TASK> Below is the data. Give it again, complete and exact.

EXERCISE INPUT>
# # # # #

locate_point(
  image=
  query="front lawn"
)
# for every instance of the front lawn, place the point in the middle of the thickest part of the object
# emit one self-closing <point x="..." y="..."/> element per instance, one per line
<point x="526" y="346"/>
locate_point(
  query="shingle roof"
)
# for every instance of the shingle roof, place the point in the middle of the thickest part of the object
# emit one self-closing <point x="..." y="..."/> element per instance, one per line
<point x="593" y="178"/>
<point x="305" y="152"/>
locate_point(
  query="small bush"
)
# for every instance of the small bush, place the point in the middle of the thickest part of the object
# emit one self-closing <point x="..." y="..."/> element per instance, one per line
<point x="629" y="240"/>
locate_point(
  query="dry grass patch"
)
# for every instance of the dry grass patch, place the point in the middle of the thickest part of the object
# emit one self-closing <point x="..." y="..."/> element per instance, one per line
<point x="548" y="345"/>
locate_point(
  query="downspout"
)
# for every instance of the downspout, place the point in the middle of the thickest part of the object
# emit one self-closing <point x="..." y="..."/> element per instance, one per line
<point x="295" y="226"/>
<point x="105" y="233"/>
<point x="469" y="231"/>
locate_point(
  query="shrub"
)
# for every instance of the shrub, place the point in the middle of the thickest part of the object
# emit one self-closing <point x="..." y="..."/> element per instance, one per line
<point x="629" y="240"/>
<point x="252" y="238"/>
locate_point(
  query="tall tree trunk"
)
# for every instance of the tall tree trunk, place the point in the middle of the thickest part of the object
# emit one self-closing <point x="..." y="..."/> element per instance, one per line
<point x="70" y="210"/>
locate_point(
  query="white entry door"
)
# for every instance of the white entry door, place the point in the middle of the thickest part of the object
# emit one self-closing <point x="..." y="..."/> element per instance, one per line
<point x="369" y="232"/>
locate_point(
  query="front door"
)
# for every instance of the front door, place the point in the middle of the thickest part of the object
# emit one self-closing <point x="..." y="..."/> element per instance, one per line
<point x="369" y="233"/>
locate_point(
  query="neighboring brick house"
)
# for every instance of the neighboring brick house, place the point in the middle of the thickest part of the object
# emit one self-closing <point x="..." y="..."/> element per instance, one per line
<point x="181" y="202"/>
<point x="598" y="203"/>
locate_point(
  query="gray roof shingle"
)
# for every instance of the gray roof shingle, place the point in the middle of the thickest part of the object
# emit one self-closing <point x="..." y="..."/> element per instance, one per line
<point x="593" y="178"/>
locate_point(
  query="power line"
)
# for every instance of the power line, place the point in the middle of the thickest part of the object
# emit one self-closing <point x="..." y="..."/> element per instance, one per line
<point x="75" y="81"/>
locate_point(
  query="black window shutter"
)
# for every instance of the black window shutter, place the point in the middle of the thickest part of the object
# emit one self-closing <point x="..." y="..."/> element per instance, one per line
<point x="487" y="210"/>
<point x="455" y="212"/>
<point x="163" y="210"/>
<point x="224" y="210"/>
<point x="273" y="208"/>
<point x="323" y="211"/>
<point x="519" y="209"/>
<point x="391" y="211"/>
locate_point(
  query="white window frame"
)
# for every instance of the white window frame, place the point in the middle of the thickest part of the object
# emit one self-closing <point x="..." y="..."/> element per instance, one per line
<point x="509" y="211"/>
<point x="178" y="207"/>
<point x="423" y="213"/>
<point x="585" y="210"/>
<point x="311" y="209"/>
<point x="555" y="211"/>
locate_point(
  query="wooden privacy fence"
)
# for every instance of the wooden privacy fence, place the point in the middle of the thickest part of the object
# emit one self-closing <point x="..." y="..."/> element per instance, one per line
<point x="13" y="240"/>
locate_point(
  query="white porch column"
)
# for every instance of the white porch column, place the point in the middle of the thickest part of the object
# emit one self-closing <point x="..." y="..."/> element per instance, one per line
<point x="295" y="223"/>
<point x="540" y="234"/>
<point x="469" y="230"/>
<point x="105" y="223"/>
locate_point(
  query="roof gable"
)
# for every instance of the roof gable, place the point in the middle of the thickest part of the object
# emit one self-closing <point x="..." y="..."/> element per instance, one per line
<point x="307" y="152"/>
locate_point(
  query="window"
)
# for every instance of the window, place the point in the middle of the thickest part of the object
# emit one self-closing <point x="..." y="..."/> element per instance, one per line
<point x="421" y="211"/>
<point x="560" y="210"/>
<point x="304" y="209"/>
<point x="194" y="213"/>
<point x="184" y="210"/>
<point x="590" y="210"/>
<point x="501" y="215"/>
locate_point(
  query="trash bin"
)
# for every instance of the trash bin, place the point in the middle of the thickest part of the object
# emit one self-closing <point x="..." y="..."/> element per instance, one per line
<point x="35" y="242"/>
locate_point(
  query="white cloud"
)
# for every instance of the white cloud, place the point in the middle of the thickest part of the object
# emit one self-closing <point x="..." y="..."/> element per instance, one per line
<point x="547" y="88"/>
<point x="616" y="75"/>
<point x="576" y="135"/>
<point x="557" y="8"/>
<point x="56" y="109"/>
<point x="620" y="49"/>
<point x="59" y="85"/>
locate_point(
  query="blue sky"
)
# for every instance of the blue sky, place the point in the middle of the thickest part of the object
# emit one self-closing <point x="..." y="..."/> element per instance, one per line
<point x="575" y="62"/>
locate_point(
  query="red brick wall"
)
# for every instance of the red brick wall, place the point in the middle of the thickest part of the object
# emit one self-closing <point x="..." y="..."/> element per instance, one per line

# # # # #

SOLUTION FOR THIS EXERCISE>
locate_point(
  image=
  query="front lawn"
)
# for every instance of the front lawn, place the point in the middle of the thickest part of the object
# emit one self-closing <point x="..." y="..."/> element per instance, one per line
<point x="526" y="346"/>
locate_point(
  query="shingle roof"
)
# for every instance of the shingle roof, place the point in the middle of the thickest part of the object
# emit one self-closing <point x="..." y="..."/> element per instance, one per line
<point x="593" y="178"/>
<point x="305" y="152"/>
locate_point(
  query="small bush"
)
# for every instance of the small bush, place the point in the middle of the thickest part of the object
# emit one self-closing <point x="..." y="..."/> element per instance, one per line
<point x="629" y="240"/>
locate_point(
  query="dry grass patch"
)
# for every instance of the dry grass patch, place the point in the middle of the thickest part of the object
# emit one self-closing <point x="..." y="..."/> element per instance, one per line
<point x="548" y="345"/>
locate_point(
  query="downspout"
)
# for every instance of the downspout, place the point in the middle of the thickest part of the object
# emit one self-closing <point x="..." y="..."/> element per instance, one per line
<point x="295" y="226"/>
<point x="105" y="233"/>
<point x="469" y="231"/>
locate_point(
  query="shrub"
)
# for every instance of the shrub, place the point in the middle of the thickest part of the object
# emit one self-closing <point x="..." y="..."/> element per instance, one per line
<point x="629" y="240"/>
<point x="252" y="238"/>
locate_point(
  query="tall tree trunk"
)
# for every instance of the tall tree trunk, place the point in the middle of the thickest part of the object
# emit one self-closing <point x="..." y="..."/> element per instance, one per line
<point x="70" y="210"/>
locate_point(
  query="white entry door"
)
# for every instance of the white entry door, place the point in the middle of the thickest part of the object
# emit one self-closing <point x="..." y="..."/> element per instance, one per line
<point x="369" y="232"/>
locate_point(
  query="front door"
)
# for every instance of the front door, place the point in the middle of the thickest part of the object
# emit one self-closing <point x="..." y="..."/> element per instance, one per line
<point x="369" y="233"/>
locate_point(
  query="neighboring brick house"
)
# for every instance of the neighboring brick house, place the point in the middle of the thickest part of the object
# emit one self-closing <point x="..." y="..."/> element per instance, one per line
<point x="181" y="202"/>
<point x="598" y="203"/>
locate_point(
  query="gray roof shingle"
)
# for every instance of the gray roof shingle, place the point in the middle of the thickest part of the object
# emit one self-closing <point x="..." y="..."/> element per instance, one per line
<point x="593" y="178"/>
locate_point(
  query="power line"
)
# for every instance of the power line, place the point in the middle of the thickest part of the object
# emit one self-closing <point x="..." y="..."/> element per instance, one per line
<point x="75" y="81"/>
locate_point(
  query="black window shutter"
)
# for every instance of the black window shutter, place the point in the middle of the thickest part of the object
# emit one self-closing <point x="..." y="..."/> element per instance, one per line
<point x="487" y="210"/>
<point x="455" y="212"/>
<point x="163" y="210"/>
<point x="224" y="210"/>
<point x="273" y="208"/>
<point x="323" y="211"/>
<point x="519" y="209"/>
<point x="391" y="211"/>
locate_point(
  query="white window frame"
)
# for every instance of the white window frame, place the point in the middle of the thickest part of the object
# emit one self-closing <point x="..." y="..."/> element per instance, one per line
<point x="509" y="211"/>
<point x="178" y="207"/>
<point x="423" y="213"/>
<point x="585" y="210"/>
<point x="311" y="209"/>
<point x="555" y="211"/>
locate_point(
  query="wooden privacy fence"
)
# for every instance of the wooden privacy fence, place the point in the middle of the thickest part of the object
# emit one self-closing <point x="..." y="..."/> element per instance, one per line
<point x="13" y="240"/>
locate_point(
  query="white porch column"
)
# for every instance of the white porch column, place the point in the middle of the thickest part of the object
# emit one self-closing <point x="..." y="..."/> element per instance, one per line
<point x="295" y="223"/>
<point x="540" y="234"/>
<point x="469" y="230"/>
<point x="105" y="223"/>
locate_point(
  query="roof gable"
)
# for every instance of the roof gable, place the point in the middle of the thickest part of the object
# emit one self-closing <point x="..." y="..."/> element per instance, one per line
<point x="307" y="152"/>
locate_point(
  query="window"
)
# for every instance of the window, place the point in the middle of the thickest part of the object
# emit one self-closing <point x="..." y="..."/> element per instance, one per line
<point x="421" y="211"/>
<point x="560" y="210"/>
<point x="304" y="209"/>
<point x="194" y="213"/>
<point x="184" y="210"/>
<point x="590" y="210"/>
<point x="501" y="215"/>
locate_point(
  query="trash bin"
)
# for every instance of the trash bin, place the point in the middle of the thickest part of the object
# emit one self-closing <point x="..." y="..."/> element per instance, one per line
<point x="35" y="242"/>
locate_point(
  query="white cloud"
)
# for every instance of the white cloud, place the point in the middle of the thickest part of the object
# emit one self-closing <point x="..." y="..."/> element per instance, one per line
<point x="547" y="88"/>
<point x="616" y="75"/>
<point x="576" y="135"/>
<point x="557" y="8"/>
<point x="56" y="109"/>
<point x="620" y="49"/>
<point x="59" y="85"/>
locate_point(
  query="blue sky"
)
# for every instance of the blue sky, place the point in the middle of the thickest part of the object
# emit one self-closing <point x="..." y="..."/> element per instance, one per line
<point x="575" y="62"/>
locate_point(
  query="red brick wall"
)
# for every instance of the red brick wall, place the point in the middle of the thickest part of the object
# emit one self-closing <point x="..." y="..."/> element per instance, one per line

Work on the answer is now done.